WHAT THE TASK ASKS: Would you transcribe the listing that follows, character for character, and omit its images?

------------------------------

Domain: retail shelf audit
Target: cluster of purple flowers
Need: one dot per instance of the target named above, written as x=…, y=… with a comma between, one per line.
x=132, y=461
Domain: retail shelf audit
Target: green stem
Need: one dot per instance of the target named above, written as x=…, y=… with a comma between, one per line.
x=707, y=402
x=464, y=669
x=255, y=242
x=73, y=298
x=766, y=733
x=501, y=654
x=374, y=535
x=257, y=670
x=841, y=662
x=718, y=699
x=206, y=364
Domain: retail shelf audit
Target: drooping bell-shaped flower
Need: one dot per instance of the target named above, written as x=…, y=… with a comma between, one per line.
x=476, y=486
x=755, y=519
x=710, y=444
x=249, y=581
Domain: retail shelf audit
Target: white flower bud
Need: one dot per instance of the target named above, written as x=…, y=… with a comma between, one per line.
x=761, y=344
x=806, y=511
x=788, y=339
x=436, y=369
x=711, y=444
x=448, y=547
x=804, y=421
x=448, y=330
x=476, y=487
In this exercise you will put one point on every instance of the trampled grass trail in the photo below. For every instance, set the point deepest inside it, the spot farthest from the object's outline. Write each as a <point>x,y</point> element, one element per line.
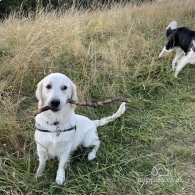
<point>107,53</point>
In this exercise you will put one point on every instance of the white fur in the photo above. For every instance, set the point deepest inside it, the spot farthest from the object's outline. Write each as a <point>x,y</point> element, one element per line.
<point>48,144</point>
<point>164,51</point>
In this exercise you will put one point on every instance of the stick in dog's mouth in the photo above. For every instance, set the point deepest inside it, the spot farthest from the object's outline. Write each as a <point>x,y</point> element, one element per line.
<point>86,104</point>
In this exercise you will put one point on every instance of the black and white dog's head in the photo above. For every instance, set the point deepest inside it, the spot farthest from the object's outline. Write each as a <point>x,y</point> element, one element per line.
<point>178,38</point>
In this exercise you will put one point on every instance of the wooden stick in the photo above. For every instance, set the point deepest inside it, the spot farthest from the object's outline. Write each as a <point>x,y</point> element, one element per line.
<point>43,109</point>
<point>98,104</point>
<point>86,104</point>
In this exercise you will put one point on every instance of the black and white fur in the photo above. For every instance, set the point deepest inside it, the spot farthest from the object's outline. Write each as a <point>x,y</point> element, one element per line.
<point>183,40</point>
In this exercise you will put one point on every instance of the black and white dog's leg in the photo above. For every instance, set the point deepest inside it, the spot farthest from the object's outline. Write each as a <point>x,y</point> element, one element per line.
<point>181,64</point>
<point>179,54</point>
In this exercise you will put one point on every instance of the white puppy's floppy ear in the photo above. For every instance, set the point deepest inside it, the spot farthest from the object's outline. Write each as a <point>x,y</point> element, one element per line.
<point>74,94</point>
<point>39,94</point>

------------------------------

OUTPUT:
Domain: retail shelf audit
Target: cluster of purple flowers
Need: one dot per instance of the target named above, written as x=…, y=… with a comma between, one per line.
x=132, y=461
Domain: retail shelf audit
Target: green stem
Need: one dot per instance of the target named above, written as x=…, y=… with a comma between, one per line.
x=707, y=402
x=464, y=669
x=255, y=242
x=73, y=298
x=766, y=733
x=501, y=654
x=374, y=535
x=257, y=670
x=841, y=662
x=718, y=699
x=206, y=364
Domain: retail shelf audit
Target: drooping bell-shaped flower
Need: one dot per instance of the target named above, written as x=…, y=… with a comma between, one per line.
x=476, y=486
x=755, y=519
x=710, y=444
x=249, y=581
Domain: retail shelf audit
Target: white flower bud
Need: one dot per instance of the target named above, written as x=…, y=… with a comma between, one per line.
x=761, y=344
x=806, y=511
x=788, y=339
x=436, y=369
x=711, y=444
x=448, y=547
x=804, y=421
x=448, y=330
x=476, y=487
In this exercise you will put one point on every instance of the trampled grass trail in the photo below. For every instance, set the point deepest inside it, the spot farthest from the object's outline. Write each as a <point>x,y</point> element, one element per line.
<point>107,53</point>
In this exercise you will put one point on every instance of the white fur in the photo above. For every instance, set the point deepest inside it, the spot farthest from the object's outline. Write each as a <point>x,y</point> element, one element per line.
<point>48,144</point>
<point>164,51</point>
In this exercise you will put one point on every instance of the stick in dog's mouth in the photo above. For every instance, set the point deepest inside it, the spot farthest from the object's outline. Write each as a <point>x,y</point> element, one element per line.
<point>86,104</point>
In this exercise you will put one point on every instance of the black and white dog's head in the photo above. For every instance, set the point deepest inside it, the spot farthest from the object's outline. Write each as a <point>x,y</point> element, one element per line.
<point>178,38</point>
In this exercise you will put one point on every instance of the wooden stick in the photo above. For every instance, set the point deepest inside it, the spot farthest from the object's outline. Write each as a <point>x,y</point> element, one element per line.
<point>43,109</point>
<point>98,104</point>
<point>86,104</point>
In this exercise you will put one point on every instance of the black and white fur in the photo above. For every instance, set the point deepest inside it, the spot farthest from the object's outline. Write each as a <point>x,y</point> element, one element per line.
<point>183,40</point>
In this exercise you will put one point on every instance of the black and white dog's leg in the photo above. For every instance, set the point deepest inside it, the spot farthest from the object's outline. Write each as a <point>x,y</point> element, one element per line.
<point>181,64</point>
<point>179,54</point>
In this exercise you will put one point on every instance of the white puppy's floppy ear in the photo above. For every instance, set the point deepest inside it, the spot farthest from the object's outline. Write each as a <point>x,y</point> element, one element per line.
<point>74,94</point>
<point>39,94</point>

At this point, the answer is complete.